_EXCERPT PROVIDED_
The impactors are geometrically larger than particulate material used for drilling or formation cutting under prior art, such as abrasives. In a preferred embodiment, the impactors are substantially spherical steel shot or BBs, having a mean diameter of at least 0.100 inches. The impactors are typically pumped at conventionally low drilling fluid circulation pressures and typically exit the bit nozzle such that a majority by weight of the impactors exiting the nozzle may impact the formation at a velocity less than 750 feet per second. The momentum of the impactors provides sufficient energy at the formation face, even at the relatively low velocity, to effect the desired formation structural distortion, alteration, penetration and/or fracturing. A plurality of individual impactors may be introduced into the fluid system and subsequently engaged with the formation substantially sequentially and continuously with respect to the other impactors introduced into the system.
The plurality of solid material impactors may be introduced into the cutting or drilling fluid to circulate the impactors with the fluid, through the cutting or drill bit and into engagement with the formation.
A cutting fluid or drilling fluid may be pumped at a pressure level and a flow rate level sufficient to satisfy an impactor mass-velocity relationship wherein a substantial portion by weight of the impactors may create a structurally altered zone in the formation. A substantial portion means at least five percent by weight of the impactors, and more particularly at least twenty-five percent by weight, and even more particularly, at least a majority by weight of the plurality of solid material impactors introduced into the drilling fluid. The structurally altered zone may have a structurally altered zone height in a direction perpendicular to a plane of impaction at least two times a mean particle diameter of particles in the formation impacted by the plurality of solid material impactors.
It is an object of the present invention to provide an improved system and method for cutting a formation, such as when drilling a well bore. The techniques of this invention may facilitate drilling well bores or cutting earthen formations in a commercially improved manner.

_SHORT PROBLEM_
From the passage on drilling impactors, pull out everything from "A cutting fluid" down to "solid material impactors.", word for word. The data that comes next is separate material.

_SUPPLIED DATA_
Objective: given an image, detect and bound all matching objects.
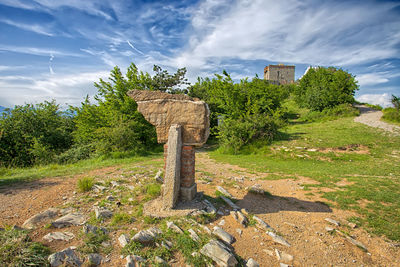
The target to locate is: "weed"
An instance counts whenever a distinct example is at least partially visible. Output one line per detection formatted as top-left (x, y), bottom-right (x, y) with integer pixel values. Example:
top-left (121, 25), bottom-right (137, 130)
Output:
top-left (78, 177), bottom-right (94, 192)
top-left (0, 229), bottom-right (50, 267)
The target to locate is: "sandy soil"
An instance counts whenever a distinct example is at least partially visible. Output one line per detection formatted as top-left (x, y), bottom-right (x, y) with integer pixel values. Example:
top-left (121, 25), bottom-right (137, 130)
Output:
top-left (0, 152), bottom-right (400, 266)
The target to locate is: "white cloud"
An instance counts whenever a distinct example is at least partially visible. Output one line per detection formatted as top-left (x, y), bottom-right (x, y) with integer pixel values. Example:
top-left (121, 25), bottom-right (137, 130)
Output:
top-left (356, 93), bottom-right (391, 107)
top-left (173, 0), bottom-right (400, 71)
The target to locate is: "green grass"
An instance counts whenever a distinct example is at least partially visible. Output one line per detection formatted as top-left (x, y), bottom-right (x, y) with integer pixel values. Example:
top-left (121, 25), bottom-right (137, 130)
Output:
top-left (210, 114), bottom-right (400, 241)
top-left (0, 153), bottom-right (162, 187)
top-left (0, 229), bottom-right (50, 267)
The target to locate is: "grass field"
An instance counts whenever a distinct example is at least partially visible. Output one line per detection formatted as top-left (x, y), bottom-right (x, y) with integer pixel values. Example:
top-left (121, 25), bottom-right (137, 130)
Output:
top-left (210, 118), bottom-right (400, 241)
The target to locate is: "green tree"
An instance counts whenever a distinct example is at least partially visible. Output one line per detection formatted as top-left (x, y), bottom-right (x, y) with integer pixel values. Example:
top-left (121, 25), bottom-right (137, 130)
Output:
top-left (73, 63), bottom-right (186, 154)
top-left (0, 100), bottom-right (75, 166)
top-left (294, 67), bottom-right (358, 111)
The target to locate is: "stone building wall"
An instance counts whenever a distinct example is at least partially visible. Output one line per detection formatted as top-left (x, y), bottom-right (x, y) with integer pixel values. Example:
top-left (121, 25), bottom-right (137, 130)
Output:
top-left (264, 64), bottom-right (295, 84)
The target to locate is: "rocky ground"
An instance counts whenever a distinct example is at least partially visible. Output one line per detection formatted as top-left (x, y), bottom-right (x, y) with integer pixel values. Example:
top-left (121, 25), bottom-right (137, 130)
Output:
top-left (354, 105), bottom-right (400, 135)
top-left (0, 152), bottom-right (400, 266)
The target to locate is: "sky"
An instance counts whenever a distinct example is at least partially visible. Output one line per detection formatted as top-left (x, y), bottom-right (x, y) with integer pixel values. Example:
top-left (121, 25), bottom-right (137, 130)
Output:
top-left (0, 0), bottom-right (400, 107)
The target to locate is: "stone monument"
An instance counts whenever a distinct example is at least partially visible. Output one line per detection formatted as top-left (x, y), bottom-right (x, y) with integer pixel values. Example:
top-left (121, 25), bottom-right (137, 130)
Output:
top-left (128, 90), bottom-right (210, 216)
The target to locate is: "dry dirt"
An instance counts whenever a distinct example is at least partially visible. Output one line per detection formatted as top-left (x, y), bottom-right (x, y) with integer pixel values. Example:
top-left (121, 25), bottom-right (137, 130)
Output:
top-left (0, 152), bottom-right (400, 266)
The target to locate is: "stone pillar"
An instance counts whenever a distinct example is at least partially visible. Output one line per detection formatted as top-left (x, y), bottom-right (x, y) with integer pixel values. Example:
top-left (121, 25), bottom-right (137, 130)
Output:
top-left (164, 144), bottom-right (197, 201)
top-left (163, 124), bottom-right (182, 209)
top-left (180, 146), bottom-right (197, 201)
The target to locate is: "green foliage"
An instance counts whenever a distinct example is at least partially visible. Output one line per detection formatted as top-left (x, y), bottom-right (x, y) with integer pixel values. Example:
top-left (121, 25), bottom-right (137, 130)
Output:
top-left (189, 71), bottom-right (290, 153)
top-left (0, 229), bottom-right (50, 267)
top-left (299, 104), bottom-right (360, 122)
top-left (294, 67), bottom-right (358, 111)
top-left (78, 177), bottom-right (94, 192)
top-left (0, 100), bottom-right (74, 166)
top-left (382, 108), bottom-right (400, 122)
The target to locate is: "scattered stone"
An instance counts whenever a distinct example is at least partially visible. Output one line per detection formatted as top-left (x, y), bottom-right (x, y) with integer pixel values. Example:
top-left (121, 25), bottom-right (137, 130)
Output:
top-left (125, 255), bottom-right (146, 267)
top-left (48, 248), bottom-right (82, 267)
top-left (246, 258), bottom-right (260, 267)
top-left (132, 227), bottom-right (162, 244)
top-left (43, 232), bottom-right (75, 242)
top-left (106, 195), bottom-right (115, 201)
top-left (263, 249), bottom-right (274, 256)
top-left (51, 213), bottom-right (86, 228)
top-left (188, 228), bottom-right (200, 242)
top-left (154, 170), bottom-right (164, 184)
top-left (87, 253), bottom-right (103, 266)
top-left (221, 196), bottom-right (240, 210)
top-left (268, 232), bottom-right (290, 247)
top-left (213, 226), bottom-right (235, 244)
top-left (253, 215), bottom-right (275, 232)
top-left (154, 256), bottom-right (167, 265)
top-left (236, 229), bottom-right (243, 236)
top-left (22, 208), bottom-right (58, 229)
top-left (92, 184), bottom-right (107, 193)
top-left (200, 240), bottom-right (238, 267)
top-left (325, 218), bottom-right (340, 226)
top-left (217, 185), bottom-right (233, 198)
top-left (347, 223), bottom-right (357, 229)
top-left (83, 224), bottom-right (108, 234)
top-left (325, 226), bottom-right (335, 233)
top-left (167, 222), bottom-right (183, 234)
top-left (118, 234), bottom-right (129, 247)
top-left (203, 199), bottom-right (217, 214)
top-left (94, 207), bottom-right (113, 219)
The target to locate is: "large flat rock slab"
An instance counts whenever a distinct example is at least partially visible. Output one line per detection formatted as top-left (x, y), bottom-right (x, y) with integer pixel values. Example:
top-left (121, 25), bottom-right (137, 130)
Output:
top-left (128, 90), bottom-right (210, 146)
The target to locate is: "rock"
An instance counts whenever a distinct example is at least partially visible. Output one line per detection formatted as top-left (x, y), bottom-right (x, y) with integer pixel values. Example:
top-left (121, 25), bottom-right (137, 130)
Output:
top-left (92, 184), bottom-right (107, 193)
top-left (43, 232), bottom-right (75, 242)
top-left (236, 229), bottom-right (243, 236)
top-left (125, 255), bottom-right (146, 267)
top-left (128, 90), bottom-right (210, 147)
top-left (87, 253), bottom-right (103, 266)
top-left (325, 218), bottom-right (340, 226)
top-left (220, 196), bottom-right (240, 210)
top-left (154, 256), bottom-right (167, 265)
top-left (154, 170), bottom-right (164, 184)
top-left (253, 215), bottom-right (275, 232)
top-left (213, 226), bottom-right (235, 244)
top-left (48, 248), bottom-right (82, 266)
top-left (132, 227), bottom-right (162, 245)
top-left (263, 249), bottom-right (274, 256)
top-left (217, 185), bottom-right (233, 198)
top-left (162, 124), bottom-right (182, 210)
top-left (118, 234), bottom-right (129, 247)
top-left (188, 228), bottom-right (200, 242)
top-left (325, 226), bottom-right (335, 233)
top-left (83, 224), bottom-right (108, 234)
top-left (167, 222), bottom-right (183, 234)
top-left (106, 195), bottom-right (115, 201)
top-left (51, 213), bottom-right (86, 228)
top-left (94, 207), bottom-right (113, 219)
top-left (246, 258), bottom-right (260, 267)
top-left (22, 208), bottom-right (58, 229)
top-left (268, 232), bottom-right (290, 247)
top-left (200, 240), bottom-right (238, 267)
top-left (203, 199), bottom-right (217, 214)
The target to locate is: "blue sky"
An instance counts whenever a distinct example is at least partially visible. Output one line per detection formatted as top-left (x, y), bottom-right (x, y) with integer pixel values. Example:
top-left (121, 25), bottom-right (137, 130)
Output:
top-left (0, 0), bottom-right (400, 107)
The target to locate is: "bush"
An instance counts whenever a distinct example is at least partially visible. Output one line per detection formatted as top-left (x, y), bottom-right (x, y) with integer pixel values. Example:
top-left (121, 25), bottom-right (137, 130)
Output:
top-left (294, 67), bottom-right (358, 111)
top-left (0, 229), bottom-right (50, 267)
top-left (78, 177), bottom-right (94, 192)
top-left (382, 108), bottom-right (400, 122)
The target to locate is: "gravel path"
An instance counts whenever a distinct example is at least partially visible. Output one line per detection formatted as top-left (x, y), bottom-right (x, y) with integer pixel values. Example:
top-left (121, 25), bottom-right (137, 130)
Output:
top-left (354, 105), bottom-right (400, 135)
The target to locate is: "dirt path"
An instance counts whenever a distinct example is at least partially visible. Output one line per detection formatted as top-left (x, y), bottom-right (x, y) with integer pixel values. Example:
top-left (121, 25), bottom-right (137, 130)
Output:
top-left (0, 152), bottom-right (400, 266)
top-left (354, 105), bottom-right (400, 135)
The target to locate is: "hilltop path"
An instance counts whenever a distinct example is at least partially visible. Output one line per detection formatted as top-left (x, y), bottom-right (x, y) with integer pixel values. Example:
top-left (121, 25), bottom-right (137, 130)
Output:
top-left (354, 105), bottom-right (400, 135)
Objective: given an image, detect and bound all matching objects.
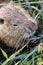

_THE SOLUTION_
A cutting fluid or drilling fluid may be pumped at a pressure level and a flow rate level sufficient to satisfy an impactor mass-velocity relationship wherein a substantial portion by weight of the impactors may create a structurally altered zone in the formation. A substantial portion means at least five percent by weight of the impactors, and more particularly at least twenty-five percent by weight, and even more particularly, at least a majority by weight of the plurality of solid material impactors introduced into the drilling fluid. The structurally altered zone may have a structurally altered zone height in a direction perpendicular to a plane of impaction at least two times a mean particle diameter of particles in the formation impacted by the plurality of solid material impactors.